* Work to do *
1 - Answer these questions about the Nexla data sources page, giving each answer under the same letter.
(a) Which endpoint lists all accessible data sources?
(b) What status does the source named "Sales Data Source" have?
(c) What file pattern is set for the source named "Customer Data Source"?
2 - Resume the Nexla data sources page from the point where it stops, and carry it forward.

* Selected passage *

===============

Skip to main content

List/View Data Sources

Listing and viewing data sources in Nexla allows you to understand your data ingestion architecture, monitor source status, and manage data pipelines. The system provides comprehensive APIs for viewing source information, configuration, and operational details.

List All Data Sources

The primary endpoint for listing data sources is the /data_sources endpoint, which provides comprehensive information about all sources accessible to your account.

API Endpoint

To retrieve all accessible data sources:

GET /data_sources
List All Data Sources: Request
GET /data_sources

Response Structure

The response includes comprehensive source information including configuration, status, and metadata.

List All Data Sources: Response
[
{
"id": 1001,
"name": "Customer Data Source",
"description": "Customer data ingestion from S3",
"connector_type": "s3",
"status": "ACTIVE",
"owner": {
"id": 42,
"full_name": "John Smith"
},
"org": {
"id": 101,
"name": "Acme Corporation"
},
"access_roles": ["owner"],
"data_credentials": {
"id": 5001,
"name": "S3 Credentials",
"credentials_type": "s3"
},
"source_config": {
"path": "customer-data-bucket/raw",
"file_pattern": "*.csv",
"recursive": true
},
"flow_type": "streaming",
"created_at": "2023-01-15T10:30:00.000Z",
"updated_at": "2023-01-15T15:45:00.000Z"
},
{
"id": 1002,
"name": "Sales Data Source",
"description": "Sales data from PostgreSQL database",
"connector_type": "postgres",
"status": "PAUSED",
"owner": {
"id": 42,
"full_name": "John Smith"
},
"org": {
"id": 101,
"name": "Acme Corporation"
},
"access_roles": ["owner"],
"data_credentials": {
"id": 5002,
"name": "PostgreSQL Credentials",
"credentials_type": "postgres"
},
"source_config": {
"host": "db.example.com",
"port": 5432,
"database": "sales_db",
"table": "transactions"
},
"flow_type": "in_memory",
"created_at": "2023-01-14T14:20:00.000Z",
"updated_at": "2023-01-15T12:15:00.000Z"

===============

* Entries provided *

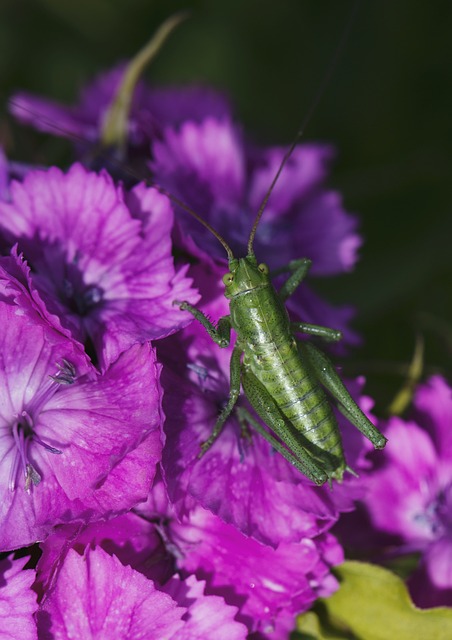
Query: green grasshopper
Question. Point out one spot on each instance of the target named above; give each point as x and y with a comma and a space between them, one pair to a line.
282, 377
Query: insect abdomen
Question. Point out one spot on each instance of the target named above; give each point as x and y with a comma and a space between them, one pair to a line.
272, 354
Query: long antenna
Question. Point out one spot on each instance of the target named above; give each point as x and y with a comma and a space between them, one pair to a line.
321, 90
111, 159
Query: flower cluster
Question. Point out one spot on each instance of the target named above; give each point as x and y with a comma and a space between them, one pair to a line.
406, 507
108, 388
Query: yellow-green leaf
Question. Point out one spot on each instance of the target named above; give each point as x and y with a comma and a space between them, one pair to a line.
374, 604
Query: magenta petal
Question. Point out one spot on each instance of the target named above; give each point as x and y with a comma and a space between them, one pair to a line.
433, 403
262, 581
17, 600
105, 432
97, 597
207, 616
104, 269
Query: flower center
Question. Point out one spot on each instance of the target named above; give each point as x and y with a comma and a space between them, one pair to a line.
24, 434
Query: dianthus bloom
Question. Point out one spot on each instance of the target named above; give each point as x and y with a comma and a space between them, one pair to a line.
17, 600
101, 258
407, 504
233, 543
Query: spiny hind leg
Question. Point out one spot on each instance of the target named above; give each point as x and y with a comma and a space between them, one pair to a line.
296, 453
329, 378
234, 391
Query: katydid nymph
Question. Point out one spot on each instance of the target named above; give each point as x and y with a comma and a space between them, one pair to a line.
282, 376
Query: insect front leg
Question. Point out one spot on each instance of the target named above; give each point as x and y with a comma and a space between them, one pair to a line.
234, 391
329, 378
330, 335
265, 406
299, 270
221, 334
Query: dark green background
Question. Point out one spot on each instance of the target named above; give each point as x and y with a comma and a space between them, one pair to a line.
387, 109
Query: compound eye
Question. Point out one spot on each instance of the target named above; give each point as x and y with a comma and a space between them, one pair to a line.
228, 279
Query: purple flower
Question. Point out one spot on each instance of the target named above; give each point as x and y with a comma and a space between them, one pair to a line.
17, 600
74, 445
101, 258
407, 505
210, 168
267, 586
243, 481
265, 583
109, 599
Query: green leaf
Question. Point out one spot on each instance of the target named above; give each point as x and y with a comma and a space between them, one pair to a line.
114, 128
373, 604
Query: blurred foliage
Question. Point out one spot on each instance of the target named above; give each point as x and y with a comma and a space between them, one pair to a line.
387, 109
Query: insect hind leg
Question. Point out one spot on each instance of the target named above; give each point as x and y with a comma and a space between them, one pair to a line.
234, 391
296, 453
329, 378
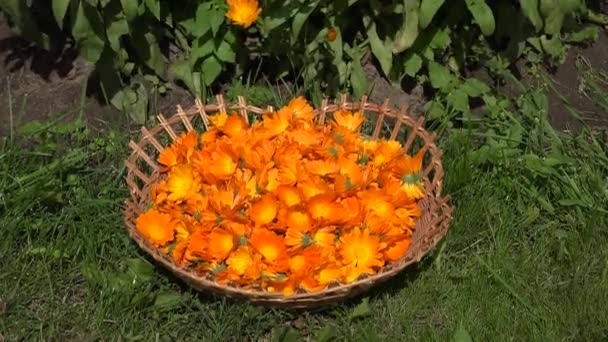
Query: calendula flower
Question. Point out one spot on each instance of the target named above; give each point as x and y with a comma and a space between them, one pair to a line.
197, 245
220, 244
284, 203
169, 157
156, 227
300, 109
264, 211
361, 250
288, 195
221, 165
331, 34
182, 183
324, 208
243, 12
271, 246
322, 167
327, 275
242, 262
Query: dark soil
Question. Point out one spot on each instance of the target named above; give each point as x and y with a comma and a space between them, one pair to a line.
35, 85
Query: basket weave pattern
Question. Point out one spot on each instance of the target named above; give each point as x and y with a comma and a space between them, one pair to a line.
431, 227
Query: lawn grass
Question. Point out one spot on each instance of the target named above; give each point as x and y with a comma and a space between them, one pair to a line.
525, 258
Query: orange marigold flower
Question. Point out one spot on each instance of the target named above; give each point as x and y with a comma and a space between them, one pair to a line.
327, 275
361, 249
156, 227
264, 211
298, 237
182, 183
322, 167
296, 219
169, 157
324, 208
243, 12
312, 186
271, 246
331, 34
234, 126
219, 245
241, 260
221, 165
377, 202
288, 195
197, 245
325, 237
301, 265
387, 151
273, 125
349, 120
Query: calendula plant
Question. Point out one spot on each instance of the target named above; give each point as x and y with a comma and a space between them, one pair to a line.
322, 44
284, 203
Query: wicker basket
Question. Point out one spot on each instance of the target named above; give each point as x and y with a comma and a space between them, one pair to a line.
431, 227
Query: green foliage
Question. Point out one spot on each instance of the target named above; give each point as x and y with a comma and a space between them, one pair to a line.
194, 43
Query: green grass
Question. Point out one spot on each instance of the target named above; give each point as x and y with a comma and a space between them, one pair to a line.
526, 258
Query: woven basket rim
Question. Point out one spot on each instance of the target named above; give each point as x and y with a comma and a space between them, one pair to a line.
436, 210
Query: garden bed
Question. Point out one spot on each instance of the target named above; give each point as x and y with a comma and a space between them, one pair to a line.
36, 85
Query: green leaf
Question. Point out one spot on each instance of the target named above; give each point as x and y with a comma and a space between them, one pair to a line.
462, 335
530, 9
358, 80
117, 27
154, 7
167, 300
60, 8
140, 268
441, 39
435, 110
211, 69
225, 52
586, 34
88, 31
407, 34
182, 70
285, 334
130, 8
428, 9
327, 333
134, 101
277, 15
300, 18
474, 87
482, 14
216, 19
439, 75
458, 99
413, 64
553, 15
361, 310
379, 49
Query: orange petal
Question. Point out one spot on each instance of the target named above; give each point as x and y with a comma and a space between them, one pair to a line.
156, 227
264, 211
288, 195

===============

* Solved problems *
1 -
(a) GET /data_sources
(b) PAUSED
(c) *.csv

2 -
}
]

Show Source by ID

To retrieve a specific data source by its identifier, use the source ID endpoint.

Source by ID Endpoint

GET /data_sources/{source_id}
Show Source by ID: Request
GET /data_sources/1001

Source by ID Response

The response provides detailed information about the specific source, including all configuration and status details.

Show Source by ID: Response
{
"id": 1001,
"name": "Customer Data Source",
"description": "Customer data ingestion from S3",
"connector_type": "s3",
"status": "ACTIVE",
"owner": {
"id": 42,
"full_name": "John Smith"
},
"org": {
"id": 101,
"name": "Acme Corporation"
},
"access_roles": ["owner"],
"data_credentials": {
"id": 5001,
"name": "S3 Credentials",
"credentials_type": "s3"
},
"source_config": {
"path": "customer-data-bucket/raw",
"file_pattern": "*.csv",
"recursive": true,
"batch_size": 1000,
"polling_interval": "5m"
},
"flow_type": "streaming",
"data_set": {
"id": 3001,
"name": "Customer Analytics Dataset"
},
"created_at": "2023-01-15T10:30:00.000Z",
"updated_at": "2023-01-15T15:45:00.000Z"
}

Expand Parameter

Use the expand parameter to include additional related information in the response.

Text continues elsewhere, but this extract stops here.